• What is needed: Down to the last line, reproduce the data that follows, but skip the pictures.

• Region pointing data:
━━━━━━━━━━
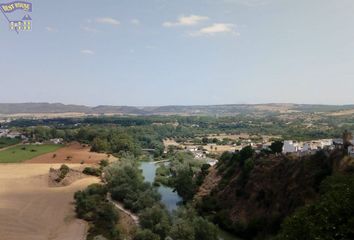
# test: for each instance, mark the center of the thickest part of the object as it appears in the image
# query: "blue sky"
(184, 52)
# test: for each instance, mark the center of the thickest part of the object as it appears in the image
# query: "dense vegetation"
(126, 184)
(92, 206)
(256, 192)
(329, 218)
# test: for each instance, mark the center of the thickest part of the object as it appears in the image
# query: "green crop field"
(21, 153)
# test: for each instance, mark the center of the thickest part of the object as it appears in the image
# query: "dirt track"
(73, 153)
(30, 210)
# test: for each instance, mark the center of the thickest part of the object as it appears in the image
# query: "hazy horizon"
(201, 52)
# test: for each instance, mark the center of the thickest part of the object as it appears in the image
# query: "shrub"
(92, 171)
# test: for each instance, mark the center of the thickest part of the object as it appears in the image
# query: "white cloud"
(250, 3)
(107, 20)
(186, 21)
(51, 29)
(215, 29)
(87, 52)
(135, 21)
(89, 29)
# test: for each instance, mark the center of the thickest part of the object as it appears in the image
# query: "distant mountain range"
(222, 110)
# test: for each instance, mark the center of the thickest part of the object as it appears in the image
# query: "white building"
(290, 146)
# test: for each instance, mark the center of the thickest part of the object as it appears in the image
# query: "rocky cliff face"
(254, 196)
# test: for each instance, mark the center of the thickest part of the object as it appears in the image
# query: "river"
(170, 198)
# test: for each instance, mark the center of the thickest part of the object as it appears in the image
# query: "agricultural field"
(72, 153)
(20, 153)
(6, 142)
(32, 210)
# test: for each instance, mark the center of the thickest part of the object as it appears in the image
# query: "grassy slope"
(21, 153)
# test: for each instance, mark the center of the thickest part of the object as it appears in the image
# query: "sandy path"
(30, 210)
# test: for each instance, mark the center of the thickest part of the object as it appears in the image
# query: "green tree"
(156, 219)
(277, 146)
(146, 234)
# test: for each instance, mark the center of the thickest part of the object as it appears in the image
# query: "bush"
(63, 171)
(332, 217)
(92, 171)
(92, 206)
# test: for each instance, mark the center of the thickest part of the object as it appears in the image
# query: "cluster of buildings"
(310, 147)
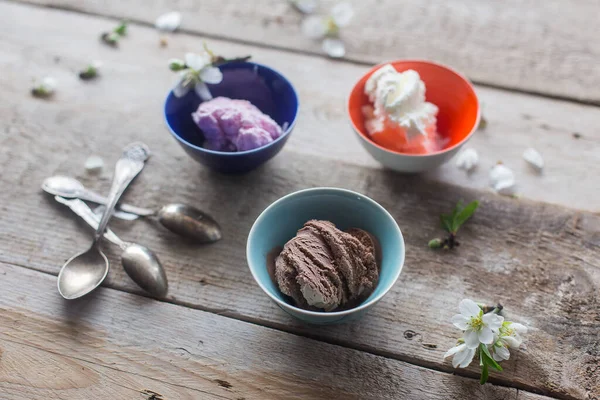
━━━━━━━━━━
• Final answer:
# test: for each instance, mark the center of the thickest part of the object as it appears in the image
# query: "blue sky"
(184, 52)
# test: for each instance, mark the center of the thickest part of the object as it appears in the image
# query: "dense vegetation"
(126, 184)
(92, 206)
(256, 192)
(329, 218)
# test: for each instance, mark the center of the thickest part of the object as it appears in the image
# query: "green crop field"
(21, 153)
# test: for each instance, mark the center of the thickest part of the object as it appears in the image
# query: "dirt track"
(73, 153)
(30, 210)
# test: for each instance, mark the center of the thickest part of the object as it appears in the image
# query: "hazy horizon"
(201, 52)
# test: for each instance, mark the center of the thickest part of the object as it appears in the image
# query: "shrub"
(92, 171)
# test: for each instance, mark the center of the thickest part of the object as it appears in the image
# query: "white cloud"
(250, 3)
(107, 20)
(186, 21)
(51, 29)
(215, 29)
(87, 52)
(135, 21)
(89, 29)
# test: for each instance, mark the center of the thickest part of the object as it appears in the image
# query: "distant mountain range"
(222, 110)
# test: for each instance, mark the center of the thickest part of the object as it appears in the image
# query: "white building"
(290, 146)
# test: for each instance, mark the center of the thickest part of the object as it appears in the image
# query: "rocky cliff face"
(254, 196)
# test: for each instance, mark the center of the thickest part of the object as it appears in the image
# query: "river"
(170, 198)
# test: for each instance, mark the center of the thickest part of the object as it appears in the image
# query: "agricultural field"
(72, 153)
(20, 153)
(6, 142)
(32, 210)
# test: for each instance, mark the center of the thickest part of the object as it appears in the image
# query: "grassy slope"
(21, 153)
# test: for each instance, mark the center of the thickest part of the object as it appears in the image
# query: "sandy path"
(30, 210)
# test: for each instance, mark the center of the thickest part of the object as it appears in the image
# query: "green tree"
(156, 219)
(277, 146)
(146, 234)
# test: for each instance, mark the center of the thickest part of the object as it appears in the image
# query: "bush"
(63, 171)
(332, 217)
(92, 171)
(92, 206)
# test: for each instance, mark the center of the thickest part of the object as it appears in the image
# query: "cluster of buildings"
(310, 147)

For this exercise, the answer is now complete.